Supplied passage
I am interested in a specific type of imagery that I see in my own mind that has to do with my own past and is an expression of my own emotions and feelings.

I work toward an end of what I want to see and do it with whatever tool I want to use...

it's absolutely and quintessentially a self indulgent process...because that's the best way for me to create what I see in my heart and the best way for me to communicate that to another person.

Do you supplement your creative process with music?

No. I love music as much as the next person but I generally work in silence or with very calm music. Sometimes silence can be very creative environment especially for imagery as sound can influence that imagery of mind very easily.

I do sometimes find myself playing the music of Eric Satie over and over as I work ...for some reason the sound of certain pieces does evoke a mood that has a rhythm in my own mind.

Chopin and certain pieces of Opera but all in all silence is better.

What you need to do
1: From the interview excerpt on the artist's creative process, list every sound setting or kind of music the speaker mentions working in or with.
2: Pick up the interview on the artist's creative process after its final line and write what comes next.

Raw data
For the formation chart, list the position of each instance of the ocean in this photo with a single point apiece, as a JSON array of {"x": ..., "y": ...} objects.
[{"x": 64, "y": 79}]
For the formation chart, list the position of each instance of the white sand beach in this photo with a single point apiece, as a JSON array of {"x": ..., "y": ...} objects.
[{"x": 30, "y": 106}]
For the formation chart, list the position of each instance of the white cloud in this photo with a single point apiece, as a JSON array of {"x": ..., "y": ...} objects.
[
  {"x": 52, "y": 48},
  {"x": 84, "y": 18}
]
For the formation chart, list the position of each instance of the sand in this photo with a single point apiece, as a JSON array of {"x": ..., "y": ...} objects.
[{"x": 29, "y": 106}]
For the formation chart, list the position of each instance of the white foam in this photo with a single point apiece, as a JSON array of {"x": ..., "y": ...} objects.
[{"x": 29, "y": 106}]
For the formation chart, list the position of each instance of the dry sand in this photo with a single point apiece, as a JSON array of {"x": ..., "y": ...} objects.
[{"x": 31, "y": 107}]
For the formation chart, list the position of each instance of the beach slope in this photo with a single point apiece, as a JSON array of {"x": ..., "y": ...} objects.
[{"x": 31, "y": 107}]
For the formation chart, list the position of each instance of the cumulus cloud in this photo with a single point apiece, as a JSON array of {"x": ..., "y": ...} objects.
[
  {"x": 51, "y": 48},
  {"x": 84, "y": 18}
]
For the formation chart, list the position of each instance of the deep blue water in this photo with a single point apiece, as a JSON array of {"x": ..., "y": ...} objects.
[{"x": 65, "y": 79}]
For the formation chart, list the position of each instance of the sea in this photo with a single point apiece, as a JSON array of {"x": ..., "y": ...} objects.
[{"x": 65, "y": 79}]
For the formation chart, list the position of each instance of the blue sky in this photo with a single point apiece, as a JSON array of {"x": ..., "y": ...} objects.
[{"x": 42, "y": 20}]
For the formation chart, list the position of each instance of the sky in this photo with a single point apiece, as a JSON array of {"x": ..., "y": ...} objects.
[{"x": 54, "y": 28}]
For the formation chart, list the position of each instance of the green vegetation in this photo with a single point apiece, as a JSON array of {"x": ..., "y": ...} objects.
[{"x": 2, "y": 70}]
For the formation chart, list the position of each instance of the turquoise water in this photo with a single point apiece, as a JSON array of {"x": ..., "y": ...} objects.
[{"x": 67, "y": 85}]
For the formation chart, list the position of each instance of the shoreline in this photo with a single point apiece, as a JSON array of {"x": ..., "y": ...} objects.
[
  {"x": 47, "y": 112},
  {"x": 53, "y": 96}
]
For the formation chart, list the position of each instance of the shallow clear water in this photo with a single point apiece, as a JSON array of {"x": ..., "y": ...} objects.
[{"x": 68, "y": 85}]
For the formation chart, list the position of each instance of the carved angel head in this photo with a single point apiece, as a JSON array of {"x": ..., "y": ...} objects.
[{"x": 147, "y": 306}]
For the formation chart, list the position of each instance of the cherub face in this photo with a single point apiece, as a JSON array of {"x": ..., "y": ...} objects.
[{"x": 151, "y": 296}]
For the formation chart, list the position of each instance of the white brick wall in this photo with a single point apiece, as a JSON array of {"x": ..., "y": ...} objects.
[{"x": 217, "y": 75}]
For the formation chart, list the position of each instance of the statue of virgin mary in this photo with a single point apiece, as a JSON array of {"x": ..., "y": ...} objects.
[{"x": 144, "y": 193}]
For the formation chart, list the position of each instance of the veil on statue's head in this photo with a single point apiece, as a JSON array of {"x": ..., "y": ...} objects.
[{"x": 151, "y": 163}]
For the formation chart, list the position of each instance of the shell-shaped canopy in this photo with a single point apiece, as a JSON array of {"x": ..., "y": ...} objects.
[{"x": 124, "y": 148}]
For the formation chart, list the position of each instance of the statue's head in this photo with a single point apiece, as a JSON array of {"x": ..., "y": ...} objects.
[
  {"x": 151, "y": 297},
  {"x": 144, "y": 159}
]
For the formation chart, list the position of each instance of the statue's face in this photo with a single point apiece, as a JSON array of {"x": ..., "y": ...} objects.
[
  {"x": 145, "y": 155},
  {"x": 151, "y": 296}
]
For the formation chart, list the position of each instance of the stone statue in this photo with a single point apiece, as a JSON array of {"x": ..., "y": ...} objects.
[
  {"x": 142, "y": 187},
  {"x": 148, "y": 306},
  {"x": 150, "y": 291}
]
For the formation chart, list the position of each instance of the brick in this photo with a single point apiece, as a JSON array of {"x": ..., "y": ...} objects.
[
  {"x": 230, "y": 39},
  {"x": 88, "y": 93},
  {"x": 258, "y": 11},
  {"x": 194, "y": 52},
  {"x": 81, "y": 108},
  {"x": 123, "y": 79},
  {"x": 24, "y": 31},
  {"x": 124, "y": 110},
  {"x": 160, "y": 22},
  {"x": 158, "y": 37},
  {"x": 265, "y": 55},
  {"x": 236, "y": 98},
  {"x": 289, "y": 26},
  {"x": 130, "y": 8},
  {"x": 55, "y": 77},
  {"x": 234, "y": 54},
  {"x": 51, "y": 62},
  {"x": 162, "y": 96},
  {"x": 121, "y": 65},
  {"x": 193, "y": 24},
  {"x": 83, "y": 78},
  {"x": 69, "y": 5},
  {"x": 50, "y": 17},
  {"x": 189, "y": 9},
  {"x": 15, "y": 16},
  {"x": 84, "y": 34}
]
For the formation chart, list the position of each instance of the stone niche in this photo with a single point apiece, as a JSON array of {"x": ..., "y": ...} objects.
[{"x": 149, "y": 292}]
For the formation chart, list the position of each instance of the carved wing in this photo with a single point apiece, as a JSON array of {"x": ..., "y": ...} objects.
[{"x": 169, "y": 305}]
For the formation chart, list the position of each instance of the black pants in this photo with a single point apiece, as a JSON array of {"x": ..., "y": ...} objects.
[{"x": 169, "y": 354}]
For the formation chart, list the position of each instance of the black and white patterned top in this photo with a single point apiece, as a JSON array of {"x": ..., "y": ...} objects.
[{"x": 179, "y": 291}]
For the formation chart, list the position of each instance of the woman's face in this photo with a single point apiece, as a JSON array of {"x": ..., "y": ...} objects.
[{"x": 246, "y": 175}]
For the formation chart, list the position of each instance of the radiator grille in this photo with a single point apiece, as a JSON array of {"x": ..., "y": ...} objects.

Task-by-task outputs
1:
- Silence
- Very calm music
- The music of Eric Satie
- Chopin
- Certain pieces of opera

2:
I live in a very busy area of downtown Toronto and every few weeks I need to go the country to my sisters place ...I love the sounds of nature and its then that I realize how important it is to have quiet in a modern life.

Is there a religious aspect to your work?

No, I am not a religious person but there is a spiritual foundation to my work which is deeply embedded. I feel religion by its very word is divisive as it separates our spiritual journey into sects and different orders based on rigid beliefs...but spirituality brings us together without a specific "belief" because its really just a feeling we all may or may not have at some point in our life. I see my work as much more of a spiritual endeavor before I even see it as Art.

I create images of the archetype of the divine child within each and every one of us. For me this is a way of dealing with my own troubled childhood and a reminder to myself of spiritual growth.

It is also a way for me to mentally handle the things I witnessed working at the Children's hospital as pictures are the communication of the subconscious mind the conscious.

I don't have any specific "beliefs" myself ...I tend to avoid Belief or Disbelief and prefer to stay in that other little place called "Wonder".

Does your work play off of the often dis-figured human form of pre-20th century? Or do you look at your process as purely imaginary?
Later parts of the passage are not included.